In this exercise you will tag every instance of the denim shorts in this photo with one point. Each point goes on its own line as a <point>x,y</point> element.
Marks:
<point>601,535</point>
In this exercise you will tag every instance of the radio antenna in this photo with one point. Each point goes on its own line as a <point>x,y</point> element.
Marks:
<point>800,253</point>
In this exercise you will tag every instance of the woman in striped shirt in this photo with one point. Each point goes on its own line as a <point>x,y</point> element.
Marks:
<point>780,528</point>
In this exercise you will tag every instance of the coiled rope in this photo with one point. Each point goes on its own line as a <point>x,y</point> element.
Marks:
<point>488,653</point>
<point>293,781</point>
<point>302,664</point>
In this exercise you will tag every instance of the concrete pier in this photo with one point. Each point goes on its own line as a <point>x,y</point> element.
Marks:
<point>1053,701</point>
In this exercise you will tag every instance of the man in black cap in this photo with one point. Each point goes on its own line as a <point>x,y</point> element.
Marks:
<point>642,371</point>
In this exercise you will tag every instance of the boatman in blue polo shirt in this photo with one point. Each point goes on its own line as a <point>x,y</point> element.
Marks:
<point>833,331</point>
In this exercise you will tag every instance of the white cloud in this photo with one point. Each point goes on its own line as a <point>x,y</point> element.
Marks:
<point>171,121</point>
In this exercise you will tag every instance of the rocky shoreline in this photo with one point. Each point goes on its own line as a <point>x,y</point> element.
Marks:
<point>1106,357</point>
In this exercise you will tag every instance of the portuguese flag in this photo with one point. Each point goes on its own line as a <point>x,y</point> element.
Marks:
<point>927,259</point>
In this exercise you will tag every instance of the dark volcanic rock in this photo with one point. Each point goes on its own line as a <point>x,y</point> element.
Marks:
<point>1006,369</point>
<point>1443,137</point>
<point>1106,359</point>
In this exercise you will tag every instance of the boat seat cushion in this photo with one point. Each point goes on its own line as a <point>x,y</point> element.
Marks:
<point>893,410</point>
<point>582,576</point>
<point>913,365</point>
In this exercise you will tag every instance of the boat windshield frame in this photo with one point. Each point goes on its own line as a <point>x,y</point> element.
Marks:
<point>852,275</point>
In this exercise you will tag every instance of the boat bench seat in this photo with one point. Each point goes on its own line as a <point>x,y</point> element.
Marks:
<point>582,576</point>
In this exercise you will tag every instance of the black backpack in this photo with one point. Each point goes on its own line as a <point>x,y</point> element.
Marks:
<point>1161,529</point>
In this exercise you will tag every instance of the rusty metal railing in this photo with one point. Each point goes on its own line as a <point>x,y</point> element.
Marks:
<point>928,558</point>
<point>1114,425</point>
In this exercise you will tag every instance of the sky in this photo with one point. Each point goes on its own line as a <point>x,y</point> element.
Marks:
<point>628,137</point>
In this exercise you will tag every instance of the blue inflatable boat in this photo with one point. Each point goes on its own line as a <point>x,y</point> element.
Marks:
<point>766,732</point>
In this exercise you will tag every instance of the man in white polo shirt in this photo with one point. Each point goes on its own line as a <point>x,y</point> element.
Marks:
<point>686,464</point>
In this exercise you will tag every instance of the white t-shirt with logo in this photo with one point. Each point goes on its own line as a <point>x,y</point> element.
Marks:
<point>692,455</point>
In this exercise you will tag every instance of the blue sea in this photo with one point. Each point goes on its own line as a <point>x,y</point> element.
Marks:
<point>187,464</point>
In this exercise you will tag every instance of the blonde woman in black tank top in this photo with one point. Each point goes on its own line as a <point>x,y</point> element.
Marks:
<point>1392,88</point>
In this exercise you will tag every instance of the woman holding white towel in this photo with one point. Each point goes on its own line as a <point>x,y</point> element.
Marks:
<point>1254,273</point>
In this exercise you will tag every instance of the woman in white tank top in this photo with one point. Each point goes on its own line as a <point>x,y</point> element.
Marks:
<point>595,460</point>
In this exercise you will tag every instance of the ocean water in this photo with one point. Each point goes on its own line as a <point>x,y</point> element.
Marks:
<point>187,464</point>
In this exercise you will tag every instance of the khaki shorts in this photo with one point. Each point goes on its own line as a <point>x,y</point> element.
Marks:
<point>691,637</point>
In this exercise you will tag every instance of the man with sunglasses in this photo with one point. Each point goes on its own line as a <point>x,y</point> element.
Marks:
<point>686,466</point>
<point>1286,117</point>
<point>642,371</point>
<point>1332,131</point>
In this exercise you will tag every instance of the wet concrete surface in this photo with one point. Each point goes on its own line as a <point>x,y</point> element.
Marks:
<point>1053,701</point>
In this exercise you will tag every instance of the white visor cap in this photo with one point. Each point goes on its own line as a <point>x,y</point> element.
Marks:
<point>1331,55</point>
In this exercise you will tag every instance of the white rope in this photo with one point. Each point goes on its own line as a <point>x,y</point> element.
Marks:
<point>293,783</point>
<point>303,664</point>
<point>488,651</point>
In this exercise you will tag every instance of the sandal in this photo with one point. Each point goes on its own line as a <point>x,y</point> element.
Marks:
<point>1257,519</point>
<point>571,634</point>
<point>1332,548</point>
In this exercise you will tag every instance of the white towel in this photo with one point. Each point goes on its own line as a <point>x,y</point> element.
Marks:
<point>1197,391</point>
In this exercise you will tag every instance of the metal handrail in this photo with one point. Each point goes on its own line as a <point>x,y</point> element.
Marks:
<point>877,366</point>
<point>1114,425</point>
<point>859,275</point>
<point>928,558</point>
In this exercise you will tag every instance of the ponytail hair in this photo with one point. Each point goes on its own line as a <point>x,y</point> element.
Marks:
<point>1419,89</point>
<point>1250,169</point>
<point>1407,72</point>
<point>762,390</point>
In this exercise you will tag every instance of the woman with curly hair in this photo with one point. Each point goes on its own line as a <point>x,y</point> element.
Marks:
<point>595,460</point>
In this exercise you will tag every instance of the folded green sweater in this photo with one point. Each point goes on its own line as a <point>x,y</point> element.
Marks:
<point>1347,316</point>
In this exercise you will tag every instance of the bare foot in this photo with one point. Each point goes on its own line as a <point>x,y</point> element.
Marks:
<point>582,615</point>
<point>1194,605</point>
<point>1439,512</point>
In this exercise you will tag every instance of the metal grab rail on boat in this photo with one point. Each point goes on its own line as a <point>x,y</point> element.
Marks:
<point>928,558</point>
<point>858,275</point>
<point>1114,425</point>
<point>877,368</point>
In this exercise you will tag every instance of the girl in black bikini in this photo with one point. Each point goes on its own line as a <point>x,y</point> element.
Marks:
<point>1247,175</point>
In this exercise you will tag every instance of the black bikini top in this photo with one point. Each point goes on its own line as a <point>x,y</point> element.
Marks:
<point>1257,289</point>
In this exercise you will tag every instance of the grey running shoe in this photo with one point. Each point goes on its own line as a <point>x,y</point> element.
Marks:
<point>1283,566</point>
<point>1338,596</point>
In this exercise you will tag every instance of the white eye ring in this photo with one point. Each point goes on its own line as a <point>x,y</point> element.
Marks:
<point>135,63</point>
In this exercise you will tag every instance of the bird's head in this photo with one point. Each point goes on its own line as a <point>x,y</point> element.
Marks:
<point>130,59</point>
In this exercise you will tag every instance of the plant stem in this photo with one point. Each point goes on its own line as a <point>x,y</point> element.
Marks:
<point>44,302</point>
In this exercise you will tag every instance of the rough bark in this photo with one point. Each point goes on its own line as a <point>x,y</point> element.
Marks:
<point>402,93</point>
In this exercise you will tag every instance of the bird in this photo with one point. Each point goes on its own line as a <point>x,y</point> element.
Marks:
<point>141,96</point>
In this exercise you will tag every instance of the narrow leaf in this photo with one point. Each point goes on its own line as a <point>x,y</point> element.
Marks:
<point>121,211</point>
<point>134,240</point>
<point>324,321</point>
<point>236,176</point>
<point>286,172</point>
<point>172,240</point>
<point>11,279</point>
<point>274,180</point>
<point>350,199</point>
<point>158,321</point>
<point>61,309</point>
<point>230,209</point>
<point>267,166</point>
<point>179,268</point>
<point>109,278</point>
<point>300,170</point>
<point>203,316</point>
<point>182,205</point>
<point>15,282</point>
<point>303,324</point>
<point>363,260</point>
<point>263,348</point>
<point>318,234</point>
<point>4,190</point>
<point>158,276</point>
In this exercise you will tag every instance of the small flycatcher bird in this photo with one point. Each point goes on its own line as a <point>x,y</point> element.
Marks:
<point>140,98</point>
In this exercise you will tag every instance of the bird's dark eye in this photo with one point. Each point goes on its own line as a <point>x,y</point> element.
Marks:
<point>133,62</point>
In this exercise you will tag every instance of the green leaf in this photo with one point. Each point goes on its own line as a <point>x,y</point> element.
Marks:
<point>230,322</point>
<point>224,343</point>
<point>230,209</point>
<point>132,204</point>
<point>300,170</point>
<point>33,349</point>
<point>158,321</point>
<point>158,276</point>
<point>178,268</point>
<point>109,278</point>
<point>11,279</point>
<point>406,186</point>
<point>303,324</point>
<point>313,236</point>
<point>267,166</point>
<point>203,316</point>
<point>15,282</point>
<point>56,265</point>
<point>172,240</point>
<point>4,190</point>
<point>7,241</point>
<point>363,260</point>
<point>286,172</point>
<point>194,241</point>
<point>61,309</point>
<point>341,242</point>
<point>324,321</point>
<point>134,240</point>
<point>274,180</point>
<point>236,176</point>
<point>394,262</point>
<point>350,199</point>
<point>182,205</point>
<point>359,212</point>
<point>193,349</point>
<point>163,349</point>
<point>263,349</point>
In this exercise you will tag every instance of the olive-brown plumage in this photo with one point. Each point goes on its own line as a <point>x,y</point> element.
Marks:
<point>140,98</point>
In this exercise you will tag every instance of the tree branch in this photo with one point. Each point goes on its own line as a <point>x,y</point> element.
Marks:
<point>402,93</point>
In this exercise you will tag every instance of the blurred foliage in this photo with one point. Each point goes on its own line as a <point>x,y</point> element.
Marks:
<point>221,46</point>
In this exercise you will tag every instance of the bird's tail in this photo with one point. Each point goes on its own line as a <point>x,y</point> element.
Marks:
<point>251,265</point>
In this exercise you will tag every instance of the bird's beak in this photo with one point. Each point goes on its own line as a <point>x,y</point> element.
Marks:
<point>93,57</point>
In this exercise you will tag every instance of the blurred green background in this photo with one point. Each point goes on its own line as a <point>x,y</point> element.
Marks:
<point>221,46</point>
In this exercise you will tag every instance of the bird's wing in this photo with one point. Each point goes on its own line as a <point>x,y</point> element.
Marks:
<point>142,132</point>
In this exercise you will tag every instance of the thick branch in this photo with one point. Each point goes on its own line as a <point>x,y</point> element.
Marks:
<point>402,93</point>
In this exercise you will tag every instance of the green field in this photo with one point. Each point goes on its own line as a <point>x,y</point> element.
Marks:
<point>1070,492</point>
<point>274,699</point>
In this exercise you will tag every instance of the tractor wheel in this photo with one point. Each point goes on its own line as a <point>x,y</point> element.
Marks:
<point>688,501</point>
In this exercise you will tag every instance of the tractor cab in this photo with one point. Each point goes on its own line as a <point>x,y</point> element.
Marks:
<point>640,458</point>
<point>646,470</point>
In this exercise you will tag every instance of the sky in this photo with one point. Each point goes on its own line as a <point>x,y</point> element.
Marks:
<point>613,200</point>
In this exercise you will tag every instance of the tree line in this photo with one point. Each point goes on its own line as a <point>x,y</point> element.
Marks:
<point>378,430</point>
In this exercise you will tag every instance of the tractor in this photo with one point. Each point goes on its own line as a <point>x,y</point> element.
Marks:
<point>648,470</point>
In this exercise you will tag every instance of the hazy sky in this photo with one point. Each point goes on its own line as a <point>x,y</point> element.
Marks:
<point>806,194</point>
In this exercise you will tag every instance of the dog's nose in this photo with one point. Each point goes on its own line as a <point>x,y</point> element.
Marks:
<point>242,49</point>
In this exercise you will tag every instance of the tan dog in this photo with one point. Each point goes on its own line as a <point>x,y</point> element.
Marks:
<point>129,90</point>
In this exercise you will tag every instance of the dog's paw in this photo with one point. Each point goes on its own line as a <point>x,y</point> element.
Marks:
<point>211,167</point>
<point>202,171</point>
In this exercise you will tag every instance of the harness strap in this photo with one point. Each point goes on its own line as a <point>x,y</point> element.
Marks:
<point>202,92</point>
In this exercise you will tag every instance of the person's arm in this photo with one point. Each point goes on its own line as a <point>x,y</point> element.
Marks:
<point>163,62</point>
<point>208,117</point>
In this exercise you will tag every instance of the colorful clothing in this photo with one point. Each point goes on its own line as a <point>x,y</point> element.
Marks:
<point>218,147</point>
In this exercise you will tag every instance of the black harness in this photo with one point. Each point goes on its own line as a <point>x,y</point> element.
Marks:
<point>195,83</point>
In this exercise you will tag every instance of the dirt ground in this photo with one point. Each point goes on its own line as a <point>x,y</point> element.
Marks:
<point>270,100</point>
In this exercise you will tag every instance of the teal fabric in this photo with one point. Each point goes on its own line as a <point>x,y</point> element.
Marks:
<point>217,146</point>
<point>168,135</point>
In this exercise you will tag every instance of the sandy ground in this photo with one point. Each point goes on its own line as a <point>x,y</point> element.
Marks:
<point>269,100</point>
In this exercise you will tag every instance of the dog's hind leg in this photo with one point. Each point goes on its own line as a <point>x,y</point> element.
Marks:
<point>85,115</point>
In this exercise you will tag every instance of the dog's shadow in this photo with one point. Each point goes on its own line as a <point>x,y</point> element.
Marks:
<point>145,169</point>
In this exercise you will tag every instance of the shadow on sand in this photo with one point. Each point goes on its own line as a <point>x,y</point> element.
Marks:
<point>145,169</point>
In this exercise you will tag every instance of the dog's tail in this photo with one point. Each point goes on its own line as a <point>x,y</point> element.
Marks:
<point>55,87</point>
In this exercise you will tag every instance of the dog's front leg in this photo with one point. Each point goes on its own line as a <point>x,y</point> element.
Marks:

★ ★ ★

> Your instructions: Say how many lines of the data hold the word "tree", and leave out everything but the number.

> Answer box: 2